── SUPPLIED DATA

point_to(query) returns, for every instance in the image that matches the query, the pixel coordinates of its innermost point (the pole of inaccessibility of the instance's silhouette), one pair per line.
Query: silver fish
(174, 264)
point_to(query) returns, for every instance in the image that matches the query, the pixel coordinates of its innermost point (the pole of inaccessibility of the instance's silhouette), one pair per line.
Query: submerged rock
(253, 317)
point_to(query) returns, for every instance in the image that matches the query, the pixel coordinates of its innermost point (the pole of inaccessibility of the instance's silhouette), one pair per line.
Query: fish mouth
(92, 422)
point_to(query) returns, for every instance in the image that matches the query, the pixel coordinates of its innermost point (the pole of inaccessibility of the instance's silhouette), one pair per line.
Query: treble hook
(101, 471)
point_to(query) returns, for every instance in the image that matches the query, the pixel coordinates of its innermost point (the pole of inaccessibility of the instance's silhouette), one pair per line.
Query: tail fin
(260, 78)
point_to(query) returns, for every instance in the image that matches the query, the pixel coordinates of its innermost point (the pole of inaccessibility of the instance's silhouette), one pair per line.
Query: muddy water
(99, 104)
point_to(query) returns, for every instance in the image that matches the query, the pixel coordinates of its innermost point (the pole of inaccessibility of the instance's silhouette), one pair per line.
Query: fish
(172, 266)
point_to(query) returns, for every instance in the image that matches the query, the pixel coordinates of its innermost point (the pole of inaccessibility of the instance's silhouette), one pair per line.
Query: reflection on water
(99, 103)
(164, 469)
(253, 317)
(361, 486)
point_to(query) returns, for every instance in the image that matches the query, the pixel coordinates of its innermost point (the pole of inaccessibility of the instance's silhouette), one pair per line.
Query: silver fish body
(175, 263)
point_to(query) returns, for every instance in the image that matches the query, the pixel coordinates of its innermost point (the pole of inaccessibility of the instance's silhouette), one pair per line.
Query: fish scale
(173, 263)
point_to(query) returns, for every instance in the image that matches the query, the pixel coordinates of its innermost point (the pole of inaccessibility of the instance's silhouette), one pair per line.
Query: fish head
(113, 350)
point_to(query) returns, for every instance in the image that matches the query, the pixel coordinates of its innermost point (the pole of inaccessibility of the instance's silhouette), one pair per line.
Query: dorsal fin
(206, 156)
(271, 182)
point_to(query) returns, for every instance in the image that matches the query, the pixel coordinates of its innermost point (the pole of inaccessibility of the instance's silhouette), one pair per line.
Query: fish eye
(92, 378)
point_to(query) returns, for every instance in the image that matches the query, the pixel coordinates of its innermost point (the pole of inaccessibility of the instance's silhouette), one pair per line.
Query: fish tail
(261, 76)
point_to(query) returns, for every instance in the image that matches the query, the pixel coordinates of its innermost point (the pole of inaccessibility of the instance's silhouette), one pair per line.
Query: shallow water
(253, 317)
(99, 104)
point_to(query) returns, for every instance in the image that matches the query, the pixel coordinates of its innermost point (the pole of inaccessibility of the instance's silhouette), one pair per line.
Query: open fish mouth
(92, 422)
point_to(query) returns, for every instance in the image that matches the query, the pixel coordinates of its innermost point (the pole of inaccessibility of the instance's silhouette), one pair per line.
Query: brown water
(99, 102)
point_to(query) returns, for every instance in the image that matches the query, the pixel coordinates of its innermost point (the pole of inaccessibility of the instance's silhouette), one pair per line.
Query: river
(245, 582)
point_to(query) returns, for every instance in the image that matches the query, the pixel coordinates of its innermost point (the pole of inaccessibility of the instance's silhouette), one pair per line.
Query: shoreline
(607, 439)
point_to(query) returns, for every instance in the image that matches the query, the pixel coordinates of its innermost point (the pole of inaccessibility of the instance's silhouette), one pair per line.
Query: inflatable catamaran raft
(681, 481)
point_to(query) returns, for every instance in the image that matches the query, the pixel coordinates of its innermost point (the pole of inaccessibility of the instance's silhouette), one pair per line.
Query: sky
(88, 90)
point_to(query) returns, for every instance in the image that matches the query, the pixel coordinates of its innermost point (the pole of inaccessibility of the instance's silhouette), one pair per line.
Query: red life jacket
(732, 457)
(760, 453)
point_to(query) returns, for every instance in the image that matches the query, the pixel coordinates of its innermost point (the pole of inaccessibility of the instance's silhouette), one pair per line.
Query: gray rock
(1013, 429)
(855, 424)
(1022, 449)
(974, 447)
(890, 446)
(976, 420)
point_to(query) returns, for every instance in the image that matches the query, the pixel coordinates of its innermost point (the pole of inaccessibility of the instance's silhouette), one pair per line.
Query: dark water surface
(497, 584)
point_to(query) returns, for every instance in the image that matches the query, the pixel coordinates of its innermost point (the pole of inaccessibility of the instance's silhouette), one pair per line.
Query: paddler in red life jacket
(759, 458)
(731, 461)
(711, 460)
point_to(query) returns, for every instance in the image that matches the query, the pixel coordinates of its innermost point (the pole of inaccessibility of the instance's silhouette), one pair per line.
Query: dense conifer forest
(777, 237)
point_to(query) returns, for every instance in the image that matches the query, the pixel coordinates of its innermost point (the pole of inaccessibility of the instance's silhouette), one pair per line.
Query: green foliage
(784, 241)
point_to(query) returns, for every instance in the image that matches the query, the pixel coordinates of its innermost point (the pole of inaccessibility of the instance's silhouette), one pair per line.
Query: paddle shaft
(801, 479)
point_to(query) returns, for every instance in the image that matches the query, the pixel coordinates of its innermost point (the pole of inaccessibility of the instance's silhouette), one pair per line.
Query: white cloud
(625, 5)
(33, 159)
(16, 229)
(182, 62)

────

> [TASK REQUIREMENTS]:
Which lines in the entries contain the string "rock"? Show every such line in full, counting a match only when its capitalization is identical.

> [SOLVED EXERCISE]:
Query: submerged rock
Query: gray rock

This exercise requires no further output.